Cosaques russes du Terek, Les peuples de la Russie, Emelian Korneïev, 1812. Agrandissement : Paysans d'Ingrie, gravure de Gustav-Teodor Pauli, 1862.Dans les steppes du bas Don, les Cosaques, cavaliers semi-nomades, tant russes que tatars (turco-mongols), par-dessus tout avides de liberté, font allégeance au tsar de façon toute formelle. Ils vont en partie se slaviser, formant des communautés de paysans-guerriers très mobiles et largement autonomes qui rendront service au tsar en faisant obstacle aux entreprises militaires du khanat de Crimée.

Ces Cosaques participent à la colonisation de la Sibérie, à l'initiative d'entrepreneurs, les Strogonov, qui financent des expéditions exploratoires. En 1584, le Cosaque Ermak s’installe ainsi dans le bassin de l’Irtych, au-delà de l’Ob, au cœur de la Sibérie. C'est le début de la poussée russe vers l'Asie. Elle est le fait d'aventuriers, de marchands de fourrures et de paysans qui fuient le servage sans que les souverains y soient pour quelque chose.

De la sorte, en un demi-siècle, de 1533 à 1584, l’empire s’étend de manière considérable, en particulier vers la mer Noire et l’Asie, passant de 2,8 à 5,4 millions de km2 !

Mais le tsar a moins de succès à l’Ouest. L’année 1558 constitue une charnière de son règne. À cette époque, la Livonie s’est détachée de l’État teutonique et semble constituer une proie facile. Ivan le Terrible tente de s’emparer du pays, mais cela provoque la réaction de la Suède, du Danemark-Norvège et de la Pologne-Lituanie qui s’inquiètent de cette expansion rapide.  

En 1578, Ivan IV est défait par le roi de Pologne Étienne Ier Bathory en 1578 et la Russie perd tout accès à la Baltique. En parallèle, le khanat de Crimée, vassal de l’empire ottoman, mène des razzias qui les conduisent jusqu’à Moscou en 1571.

Données:
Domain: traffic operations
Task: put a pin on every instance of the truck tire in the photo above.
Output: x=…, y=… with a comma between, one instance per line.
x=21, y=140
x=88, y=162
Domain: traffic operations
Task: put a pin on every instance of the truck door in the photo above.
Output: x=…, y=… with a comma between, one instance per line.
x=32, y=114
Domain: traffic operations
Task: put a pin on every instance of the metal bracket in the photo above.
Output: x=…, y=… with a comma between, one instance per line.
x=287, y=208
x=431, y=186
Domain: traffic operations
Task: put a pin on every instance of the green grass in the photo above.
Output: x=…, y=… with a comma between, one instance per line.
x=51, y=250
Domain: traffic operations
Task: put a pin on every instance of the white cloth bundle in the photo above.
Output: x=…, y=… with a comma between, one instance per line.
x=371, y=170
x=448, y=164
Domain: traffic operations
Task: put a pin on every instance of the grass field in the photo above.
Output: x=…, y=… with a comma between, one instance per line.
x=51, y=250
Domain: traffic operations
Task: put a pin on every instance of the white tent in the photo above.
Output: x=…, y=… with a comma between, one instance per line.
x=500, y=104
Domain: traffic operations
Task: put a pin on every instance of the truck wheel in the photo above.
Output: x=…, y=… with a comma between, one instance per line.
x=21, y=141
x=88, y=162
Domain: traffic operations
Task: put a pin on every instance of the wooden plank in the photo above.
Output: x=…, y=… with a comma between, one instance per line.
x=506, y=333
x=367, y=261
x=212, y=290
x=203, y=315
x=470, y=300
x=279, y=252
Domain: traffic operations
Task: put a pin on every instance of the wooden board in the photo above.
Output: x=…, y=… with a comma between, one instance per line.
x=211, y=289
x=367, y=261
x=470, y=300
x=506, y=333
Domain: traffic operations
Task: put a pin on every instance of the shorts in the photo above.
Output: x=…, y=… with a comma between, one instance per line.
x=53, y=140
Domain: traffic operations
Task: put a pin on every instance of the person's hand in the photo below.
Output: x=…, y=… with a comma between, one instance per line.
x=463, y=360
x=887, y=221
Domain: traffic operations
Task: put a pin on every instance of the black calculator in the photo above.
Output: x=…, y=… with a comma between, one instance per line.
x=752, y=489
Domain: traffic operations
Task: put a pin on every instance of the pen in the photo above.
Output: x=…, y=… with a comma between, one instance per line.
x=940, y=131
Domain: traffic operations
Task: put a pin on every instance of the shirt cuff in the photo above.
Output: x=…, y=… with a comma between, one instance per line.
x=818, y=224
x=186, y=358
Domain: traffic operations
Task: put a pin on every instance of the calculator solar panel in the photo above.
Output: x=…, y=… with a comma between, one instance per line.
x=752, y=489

Liste des tâches:
**A)** D'après le texte fourni, en quelle année le Cosaque Ermak s'installe-t-il dans le bassin de l'Irtych ?
**B)** Énumérez, selon le texte fourni, tous les États qui réagissent à la tentative d'Ivan le Terrible de s'emparer de la Livonie.
**C)** Recopiez mot pour mot, dans le texte fourni, le passage allant de « Mais le tsar » jusqu'à « cette expansion rapide. ».
Les données n'interviennent en rien dans ce travail.

Réponses commentées:
**A)** En 1584.

**B)** La Suède, le Danemark-Norvège et la Pologne-Lituanie.

**C)**
Mais le tsar a moins de succès à l’Ouest. L’année 1558 constitue une charnière de son règne. À cette époque, la Livonie s’est détachée de l’État teutonique et semble constituer une proie facile. Ivan le Terrible tente de s’emparer du pays, mais cela provoque la réaction de la Suède, du Danemark-Norvège et de la Pologne-Lituanie qui s’inquiètent de cette expansion rapide.